### TEKST ŹRÓDŁOWY
····················
Dzieci i savoir-vivre – zasady, które przeszły do lamusa

[Zobacz stronę]

“Jak to było? “Siedź prosto, nie mów z pełnymi ustami, łokcie ze stołu, nie odchodź, dopóki wszyscy nie zjedzą”… Czy te zasady nadal obowiązują w waszych domach? Obserwując współczesne dzieci (w tym moje!) można odnieść wrażenie, że zasady dobrego zachowania przy stole mocno się rozluźniły. Znajduje to potwierdzenie w przeprowadzonym niedawno badaniu, w którym 1/5 brytyjskich rodziców przyznała, że nie uczy swoich dzieci dobrych manier związanych z tą strefą życia. Wśród złych zachowań swojego potomstwa wymieniali m.in. rozrzucanie jedzenia, jedzenie rękami, zabawę telefonami komórkowymi, a nawet korzystanie z laptopów i przenośnych konsoli do gier! Co więcej, dorośli wcale nie wypadają lepiej – 40% z nich przyznało, że nie myje rąk przed posiłkiem, a ponad połowie (52%) nie chce się używać noża – wolą odgryzać kawałki jedzenia. Wstawanie od stołu, gdy inni członkowie rodziny jeszcze jedzą to norma, tak samo jak łokcie na stole.”
····················
Pozycje do identyfikacji lokalizacji

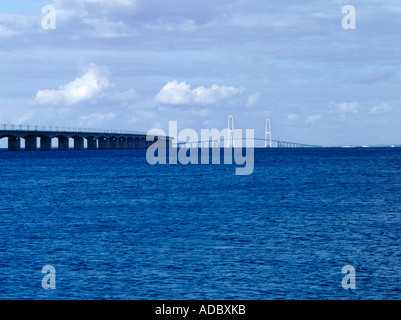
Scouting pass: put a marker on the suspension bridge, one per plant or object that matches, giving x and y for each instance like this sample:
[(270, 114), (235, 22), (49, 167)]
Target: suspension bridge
[(228, 138)]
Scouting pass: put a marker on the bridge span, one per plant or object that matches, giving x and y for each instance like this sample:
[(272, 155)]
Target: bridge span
[(38, 137)]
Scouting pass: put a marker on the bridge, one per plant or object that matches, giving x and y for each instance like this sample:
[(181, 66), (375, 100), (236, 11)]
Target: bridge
[(230, 141), (96, 139)]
····················
### LISTA ZADAŃ
**a.** Na podstawie tekstu o manierach przy stole odpowiedz na poniższe pytania, oznaczając odpowiedzi tak samo jak pytania.
(i) Jaka część brytyjskich rodziców przyznała w badaniu, że nie uczy swoich dzieci dobrych manier przy stole?
(ii) Jaki odsetek dorosłych przyznał, że nie myje rąk przed posiłkiem?
(iii) Ilu procentom dorosłych nie chce się używać noża?
**b.** Podejmij tekst o manierach przy stole i napisz jego dalszy ciąg, zaczynając po ostatnim zdaniu.

### ODPOWIEDZI DO ĆWICZENIA
**a.**
(i) Jedna piąta (1/5) brytyjskich rodziców.
(ii) 40% dorosłych.
(iii) 52% dorosłych, czyli ponad połowie.

**b.**
przyznac sie kto hoduje w domu gbura i prostaka 😀

20 odpowiedzi na pytanie: Dzieci i savoir-vivre – zasady, które przeszły do lamusa

  1. Jeśli o mnie chodzi, to byłam katowana tymi zasadami (przynajmniej tak to wtedy odbierałam). Odkąd pamiętam męczyłam kotleta nożem i widelcem, chociaż szło mi to opornie. I żadnego trzymania sztućców całą łapą, tylko od razu prawidłowo mnie uczono.
    Zostało mi do teraz. Nie lubię się brudzić przy jedzeniu. Pizzę np. też jem nożem i widelcem.
    Nie zostało mi nic z “siedź prosto” – garbię się notorycznie i z trzymania łokci przy sobie – teraz na bank książki włożone pod pachy wypadły by mi podczas jedzenia.
    Nie mówiąc już o jedzeniu przed kompem to jest dopiero brak kultury, który pokazuję codziennie 😉
    A co do mojego dziecka. Tak, jest niewychowane – pluje mlekiem, a nawet ma czelność je zwrócić przy innych 😉

    • Zgadzam się w pełni – poza jednym – mycie rąk to nie brak wychowania…
      Mam fioła na tym punkcie i zaraziłam tym innych – absolutnie zawsze myjemy ręce.
      A reszta pozostawia wiele do życzenia…. A tu musze chyba zacząć od siebie – daję zły przykład

      • myjemy rece przed posilkami, po powrocie z podworka itp (Mata nie musze o to prosic bo on ma higieniczna schize).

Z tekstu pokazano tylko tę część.